Start of Material for the task

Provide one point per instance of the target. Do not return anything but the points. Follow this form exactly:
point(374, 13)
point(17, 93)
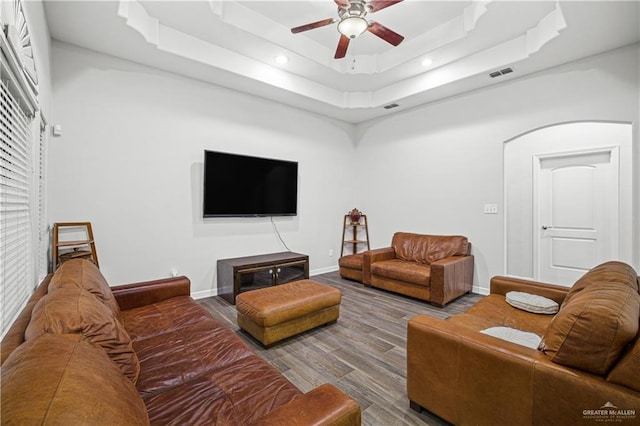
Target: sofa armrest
point(503, 285)
point(450, 278)
point(372, 256)
point(134, 295)
point(467, 377)
point(324, 405)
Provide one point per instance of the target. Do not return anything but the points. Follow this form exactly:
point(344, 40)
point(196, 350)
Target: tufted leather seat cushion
point(71, 310)
point(178, 356)
point(58, 379)
point(162, 317)
point(225, 396)
point(396, 269)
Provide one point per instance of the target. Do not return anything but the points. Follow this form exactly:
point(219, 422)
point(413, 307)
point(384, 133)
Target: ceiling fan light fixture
point(352, 26)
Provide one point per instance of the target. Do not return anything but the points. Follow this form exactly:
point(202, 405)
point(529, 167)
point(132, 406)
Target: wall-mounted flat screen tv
point(240, 185)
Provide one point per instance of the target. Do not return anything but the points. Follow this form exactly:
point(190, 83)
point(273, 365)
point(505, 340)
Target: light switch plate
point(490, 209)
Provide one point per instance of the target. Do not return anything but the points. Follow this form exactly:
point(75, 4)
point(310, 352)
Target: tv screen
point(239, 185)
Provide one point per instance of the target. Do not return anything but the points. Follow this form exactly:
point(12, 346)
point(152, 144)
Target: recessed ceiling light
point(281, 59)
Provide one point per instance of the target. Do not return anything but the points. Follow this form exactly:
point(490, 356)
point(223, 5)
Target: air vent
point(504, 71)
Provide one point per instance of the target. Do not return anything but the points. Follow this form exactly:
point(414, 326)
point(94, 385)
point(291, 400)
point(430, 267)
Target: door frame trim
point(537, 159)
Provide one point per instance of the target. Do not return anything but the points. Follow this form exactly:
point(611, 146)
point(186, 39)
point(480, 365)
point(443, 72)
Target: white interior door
point(577, 209)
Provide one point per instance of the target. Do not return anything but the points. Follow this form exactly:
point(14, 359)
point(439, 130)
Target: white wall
point(431, 169)
point(130, 161)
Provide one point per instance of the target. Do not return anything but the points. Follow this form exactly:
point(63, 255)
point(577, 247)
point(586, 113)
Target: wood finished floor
point(363, 354)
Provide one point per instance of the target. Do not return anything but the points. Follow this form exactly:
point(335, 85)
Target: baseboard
point(204, 294)
point(480, 290)
point(323, 270)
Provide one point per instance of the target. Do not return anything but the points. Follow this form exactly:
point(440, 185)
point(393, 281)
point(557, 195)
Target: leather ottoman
point(272, 314)
point(351, 267)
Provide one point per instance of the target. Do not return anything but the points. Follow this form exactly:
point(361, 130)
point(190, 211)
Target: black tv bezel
point(206, 215)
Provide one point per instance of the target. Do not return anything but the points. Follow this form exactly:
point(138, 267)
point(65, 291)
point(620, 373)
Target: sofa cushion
point(531, 303)
point(627, 371)
point(62, 380)
point(608, 272)
point(84, 274)
point(428, 248)
point(162, 317)
point(173, 358)
point(591, 331)
point(242, 392)
point(396, 269)
point(494, 309)
point(519, 337)
point(72, 310)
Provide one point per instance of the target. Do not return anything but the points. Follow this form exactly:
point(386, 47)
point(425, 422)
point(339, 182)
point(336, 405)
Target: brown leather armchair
point(434, 268)
point(585, 370)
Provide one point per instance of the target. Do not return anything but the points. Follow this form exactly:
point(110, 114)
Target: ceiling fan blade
point(313, 25)
point(343, 44)
point(385, 33)
point(376, 5)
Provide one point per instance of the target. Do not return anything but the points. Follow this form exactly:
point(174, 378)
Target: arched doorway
point(568, 199)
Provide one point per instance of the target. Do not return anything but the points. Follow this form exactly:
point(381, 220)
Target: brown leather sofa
point(585, 370)
point(84, 353)
point(435, 268)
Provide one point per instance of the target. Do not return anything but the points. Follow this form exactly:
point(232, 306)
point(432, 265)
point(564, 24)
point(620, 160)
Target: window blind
point(16, 254)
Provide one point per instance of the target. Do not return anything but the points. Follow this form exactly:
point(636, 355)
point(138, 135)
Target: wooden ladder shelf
point(81, 245)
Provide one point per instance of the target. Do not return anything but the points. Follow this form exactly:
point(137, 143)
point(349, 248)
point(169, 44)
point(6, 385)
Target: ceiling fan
point(352, 22)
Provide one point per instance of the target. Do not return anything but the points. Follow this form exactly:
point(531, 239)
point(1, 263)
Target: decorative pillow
point(71, 310)
point(513, 335)
point(58, 379)
point(531, 303)
point(608, 272)
point(594, 328)
point(84, 274)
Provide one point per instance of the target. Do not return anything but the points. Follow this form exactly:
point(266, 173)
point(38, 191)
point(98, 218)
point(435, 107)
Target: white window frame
point(20, 157)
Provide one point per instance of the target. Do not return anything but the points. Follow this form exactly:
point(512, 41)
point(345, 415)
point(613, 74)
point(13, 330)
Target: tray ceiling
point(450, 46)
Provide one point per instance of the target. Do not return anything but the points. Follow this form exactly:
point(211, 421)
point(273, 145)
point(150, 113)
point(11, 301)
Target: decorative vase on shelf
point(355, 216)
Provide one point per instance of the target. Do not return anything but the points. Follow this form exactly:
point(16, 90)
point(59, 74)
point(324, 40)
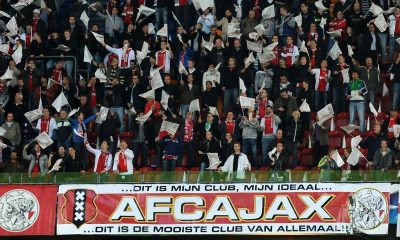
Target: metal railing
point(202, 177)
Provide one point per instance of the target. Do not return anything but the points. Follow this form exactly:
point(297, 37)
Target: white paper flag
point(350, 50)
point(60, 101)
point(33, 115)
point(194, 105)
point(242, 86)
point(355, 141)
point(268, 12)
point(380, 23)
point(332, 125)
point(17, 55)
point(320, 6)
point(338, 159)
point(99, 37)
point(214, 161)
point(164, 99)
point(102, 115)
point(325, 114)
point(163, 32)
point(4, 14)
point(246, 102)
point(56, 166)
point(85, 19)
point(182, 69)
point(8, 74)
point(299, 20)
point(345, 74)
point(335, 51)
point(44, 140)
point(12, 26)
point(252, 46)
point(144, 117)
point(148, 94)
point(373, 110)
point(100, 75)
point(304, 107)
point(385, 90)
point(87, 57)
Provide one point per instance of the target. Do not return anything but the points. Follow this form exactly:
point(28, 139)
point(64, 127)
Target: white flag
point(2, 131)
point(208, 45)
point(100, 75)
point(33, 115)
point(44, 140)
point(350, 50)
point(144, 117)
point(268, 12)
point(332, 125)
point(164, 99)
point(145, 11)
point(385, 90)
point(375, 9)
point(325, 114)
point(249, 60)
point(373, 110)
point(380, 23)
point(156, 81)
point(17, 55)
point(85, 19)
point(345, 74)
point(99, 37)
point(299, 20)
point(338, 159)
point(320, 5)
point(182, 69)
point(12, 26)
point(242, 86)
point(246, 102)
point(355, 141)
point(194, 105)
point(87, 57)
point(396, 130)
point(148, 94)
point(102, 115)
point(169, 127)
point(8, 74)
point(214, 161)
point(304, 107)
point(252, 46)
point(4, 14)
point(60, 101)
point(335, 51)
point(56, 166)
point(354, 157)
point(163, 32)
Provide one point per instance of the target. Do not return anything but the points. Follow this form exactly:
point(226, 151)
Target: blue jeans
point(339, 99)
point(230, 97)
point(358, 106)
point(161, 17)
point(250, 149)
point(396, 94)
point(143, 150)
point(320, 100)
point(120, 113)
point(383, 40)
point(264, 148)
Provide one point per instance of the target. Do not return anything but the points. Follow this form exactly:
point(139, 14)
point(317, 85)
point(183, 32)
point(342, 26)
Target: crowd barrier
point(193, 203)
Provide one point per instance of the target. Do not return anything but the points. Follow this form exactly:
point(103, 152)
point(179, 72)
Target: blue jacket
point(75, 124)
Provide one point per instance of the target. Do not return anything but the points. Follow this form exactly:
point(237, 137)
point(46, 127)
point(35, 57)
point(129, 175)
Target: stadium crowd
point(127, 68)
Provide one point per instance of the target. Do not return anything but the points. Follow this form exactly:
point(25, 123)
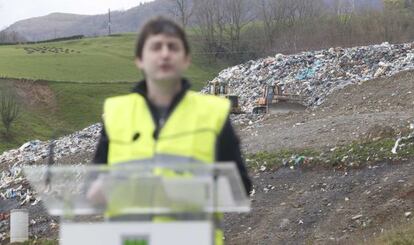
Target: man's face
point(163, 58)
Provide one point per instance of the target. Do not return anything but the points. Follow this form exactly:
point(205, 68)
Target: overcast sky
point(15, 10)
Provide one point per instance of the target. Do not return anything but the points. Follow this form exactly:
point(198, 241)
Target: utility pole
point(109, 22)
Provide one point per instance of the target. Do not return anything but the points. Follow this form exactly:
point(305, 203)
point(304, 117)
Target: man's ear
point(138, 63)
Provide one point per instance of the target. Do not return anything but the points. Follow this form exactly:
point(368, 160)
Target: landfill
point(315, 74)
point(15, 188)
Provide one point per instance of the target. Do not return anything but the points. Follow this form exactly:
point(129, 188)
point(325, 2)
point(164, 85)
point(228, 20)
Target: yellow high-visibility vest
point(190, 132)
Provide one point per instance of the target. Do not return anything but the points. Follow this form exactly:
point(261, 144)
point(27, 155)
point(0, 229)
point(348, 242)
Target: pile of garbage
point(35, 151)
point(315, 74)
point(13, 186)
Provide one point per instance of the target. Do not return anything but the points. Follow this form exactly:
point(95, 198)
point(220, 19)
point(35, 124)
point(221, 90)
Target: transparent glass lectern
point(143, 203)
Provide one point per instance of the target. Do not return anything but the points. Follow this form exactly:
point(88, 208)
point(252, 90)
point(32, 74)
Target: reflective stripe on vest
point(190, 132)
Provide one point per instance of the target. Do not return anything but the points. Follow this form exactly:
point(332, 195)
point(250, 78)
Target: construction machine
point(221, 89)
point(275, 100)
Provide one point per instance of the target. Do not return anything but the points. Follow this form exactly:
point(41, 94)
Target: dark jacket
point(227, 148)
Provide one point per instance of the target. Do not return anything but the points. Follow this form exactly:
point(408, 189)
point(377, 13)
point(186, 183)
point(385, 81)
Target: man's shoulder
point(123, 98)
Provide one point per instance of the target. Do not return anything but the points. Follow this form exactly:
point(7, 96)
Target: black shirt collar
point(141, 88)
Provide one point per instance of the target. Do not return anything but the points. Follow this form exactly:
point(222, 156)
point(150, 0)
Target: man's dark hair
point(160, 25)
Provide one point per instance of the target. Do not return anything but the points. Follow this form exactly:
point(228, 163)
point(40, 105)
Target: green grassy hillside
point(103, 59)
point(79, 75)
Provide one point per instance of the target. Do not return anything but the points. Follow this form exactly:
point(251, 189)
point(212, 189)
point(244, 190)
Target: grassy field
point(80, 74)
point(103, 59)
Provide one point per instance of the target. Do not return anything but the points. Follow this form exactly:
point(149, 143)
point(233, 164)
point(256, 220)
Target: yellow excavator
point(221, 89)
point(275, 100)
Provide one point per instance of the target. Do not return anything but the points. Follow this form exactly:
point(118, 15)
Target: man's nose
point(165, 51)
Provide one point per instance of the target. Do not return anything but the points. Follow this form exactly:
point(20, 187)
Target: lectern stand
point(143, 203)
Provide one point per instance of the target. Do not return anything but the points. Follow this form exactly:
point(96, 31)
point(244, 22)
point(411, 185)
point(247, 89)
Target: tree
point(183, 10)
point(9, 110)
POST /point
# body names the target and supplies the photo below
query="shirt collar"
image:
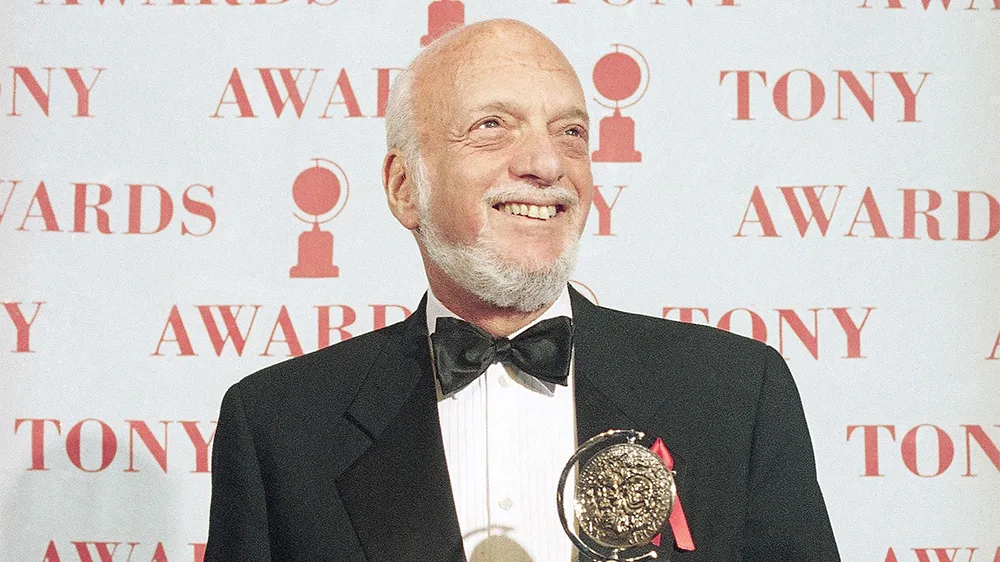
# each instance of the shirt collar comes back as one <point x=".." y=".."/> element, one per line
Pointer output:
<point x="562" y="307"/>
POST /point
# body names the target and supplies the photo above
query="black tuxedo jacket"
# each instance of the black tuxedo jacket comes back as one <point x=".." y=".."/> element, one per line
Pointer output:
<point x="337" y="455"/>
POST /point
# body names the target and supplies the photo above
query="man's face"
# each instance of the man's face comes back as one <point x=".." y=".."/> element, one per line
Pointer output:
<point x="503" y="133"/>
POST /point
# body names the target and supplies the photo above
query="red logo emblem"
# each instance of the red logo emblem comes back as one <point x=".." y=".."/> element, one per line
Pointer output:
<point x="318" y="191"/>
<point x="620" y="79"/>
<point x="585" y="291"/>
<point x="442" y="17"/>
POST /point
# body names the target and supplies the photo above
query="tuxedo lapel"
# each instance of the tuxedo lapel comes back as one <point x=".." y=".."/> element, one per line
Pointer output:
<point x="398" y="493"/>
<point x="613" y="385"/>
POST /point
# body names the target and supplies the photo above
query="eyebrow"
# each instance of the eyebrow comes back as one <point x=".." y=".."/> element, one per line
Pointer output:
<point x="513" y="108"/>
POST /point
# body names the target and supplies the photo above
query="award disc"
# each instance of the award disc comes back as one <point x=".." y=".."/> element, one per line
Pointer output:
<point x="624" y="496"/>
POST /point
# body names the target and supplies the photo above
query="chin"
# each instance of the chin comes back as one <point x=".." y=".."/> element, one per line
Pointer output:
<point x="511" y="278"/>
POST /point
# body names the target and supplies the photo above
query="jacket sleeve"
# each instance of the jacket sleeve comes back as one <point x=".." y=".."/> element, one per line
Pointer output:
<point x="238" y="529"/>
<point x="786" y="516"/>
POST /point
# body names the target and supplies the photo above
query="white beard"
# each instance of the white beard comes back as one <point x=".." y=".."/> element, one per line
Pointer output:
<point x="481" y="270"/>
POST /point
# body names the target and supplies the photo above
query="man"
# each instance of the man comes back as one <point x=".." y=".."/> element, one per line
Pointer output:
<point x="388" y="447"/>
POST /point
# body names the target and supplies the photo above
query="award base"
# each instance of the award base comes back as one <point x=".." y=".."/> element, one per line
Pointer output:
<point x="315" y="255"/>
<point x="617" y="140"/>
<point x="442" y="17"/>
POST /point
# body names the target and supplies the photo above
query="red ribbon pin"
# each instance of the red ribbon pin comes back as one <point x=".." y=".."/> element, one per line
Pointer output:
<point x="678" y="523"/>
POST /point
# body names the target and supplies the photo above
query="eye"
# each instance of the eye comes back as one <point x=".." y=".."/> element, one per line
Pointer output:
<point x="491" y="123"/>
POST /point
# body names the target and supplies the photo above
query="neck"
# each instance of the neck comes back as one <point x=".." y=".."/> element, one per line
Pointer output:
<point x="499" y="322"/>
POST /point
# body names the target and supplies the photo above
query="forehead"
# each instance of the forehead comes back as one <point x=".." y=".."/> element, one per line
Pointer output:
<point x="516" y="69"/>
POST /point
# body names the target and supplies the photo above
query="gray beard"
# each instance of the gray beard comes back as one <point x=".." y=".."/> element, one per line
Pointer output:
<point x="481" y="270"/>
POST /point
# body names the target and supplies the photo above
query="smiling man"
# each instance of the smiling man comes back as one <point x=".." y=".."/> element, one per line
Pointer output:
<point x="442" y="437"/>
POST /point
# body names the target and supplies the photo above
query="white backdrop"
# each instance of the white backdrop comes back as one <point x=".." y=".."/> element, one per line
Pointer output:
<point x="820" y="175"/>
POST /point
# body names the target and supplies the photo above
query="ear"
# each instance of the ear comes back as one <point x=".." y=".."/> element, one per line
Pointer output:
<point x="400" y="192"/>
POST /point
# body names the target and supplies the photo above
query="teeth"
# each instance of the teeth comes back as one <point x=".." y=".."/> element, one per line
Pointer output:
<point x="543" y="212"/>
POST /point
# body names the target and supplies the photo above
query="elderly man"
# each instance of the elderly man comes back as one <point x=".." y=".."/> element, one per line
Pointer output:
<point x="397" y="446"/>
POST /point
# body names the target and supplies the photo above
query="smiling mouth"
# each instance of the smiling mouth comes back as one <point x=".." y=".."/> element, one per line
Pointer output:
<point x="540" y="212"/>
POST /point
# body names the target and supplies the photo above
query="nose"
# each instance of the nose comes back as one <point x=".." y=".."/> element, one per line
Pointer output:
<point x="537" y="160"/>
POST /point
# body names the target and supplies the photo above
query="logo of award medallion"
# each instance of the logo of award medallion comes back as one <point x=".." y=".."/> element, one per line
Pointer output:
<point x="623" y="499"/>
<point x="442" y="17"/>
<point x="318" y="191"/>
<point x="620" y="79"/>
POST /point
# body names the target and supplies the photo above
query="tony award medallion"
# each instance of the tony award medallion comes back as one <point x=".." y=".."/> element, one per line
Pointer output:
<point x="318" y="191"/>
<point x="623" y="499"/>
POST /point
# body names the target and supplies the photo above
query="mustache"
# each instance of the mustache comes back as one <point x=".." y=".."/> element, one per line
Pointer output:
<point x="523" y="191"/>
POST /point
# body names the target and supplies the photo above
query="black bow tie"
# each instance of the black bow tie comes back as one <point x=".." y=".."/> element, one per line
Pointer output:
<point x="463" y="351"/>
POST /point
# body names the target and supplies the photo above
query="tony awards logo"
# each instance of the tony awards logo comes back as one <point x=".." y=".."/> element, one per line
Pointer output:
<point x="620" y="79"/>
<point x="442" y="17"/>
<point x="318" y="191"/>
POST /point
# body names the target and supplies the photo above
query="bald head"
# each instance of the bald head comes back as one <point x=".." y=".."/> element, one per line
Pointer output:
<point x="427" y="86"/>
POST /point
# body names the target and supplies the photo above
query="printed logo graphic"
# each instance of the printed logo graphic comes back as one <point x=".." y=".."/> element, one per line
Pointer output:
<point x="585" y="291"/>
<point x="621" y="80"/>
<point x="318" y="191"/>
<point x="442" y="17"/>
<point x="927" y="450"/>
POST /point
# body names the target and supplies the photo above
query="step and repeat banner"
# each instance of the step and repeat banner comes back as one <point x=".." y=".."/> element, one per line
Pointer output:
<point x="190" y="191"/>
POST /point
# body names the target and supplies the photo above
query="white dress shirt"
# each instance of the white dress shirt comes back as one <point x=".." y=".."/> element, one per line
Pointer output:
<point x="507" y="436"/>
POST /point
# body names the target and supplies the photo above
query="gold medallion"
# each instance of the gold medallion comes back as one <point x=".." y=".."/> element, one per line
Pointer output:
<point x="623" y="497"/>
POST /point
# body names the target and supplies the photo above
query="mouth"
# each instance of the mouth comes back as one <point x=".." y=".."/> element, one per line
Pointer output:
<point x="529" y="210"/>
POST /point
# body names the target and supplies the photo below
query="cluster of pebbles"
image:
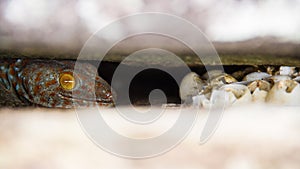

End of Material for the task

Requirement
Pick out every line of the listing above that contains the word "black", with case counting.

Exercise output
Target: black tv bezel
Target: black shirt collar
query="black tuxedo jacket"
# each instance of the black tuxedo jacket comes back as one <point x=".." y=".."/> element, one per line
query="black bow tie"
# each instance of the black bow tie comes back as one <point x=".." y=".."/> element, one per line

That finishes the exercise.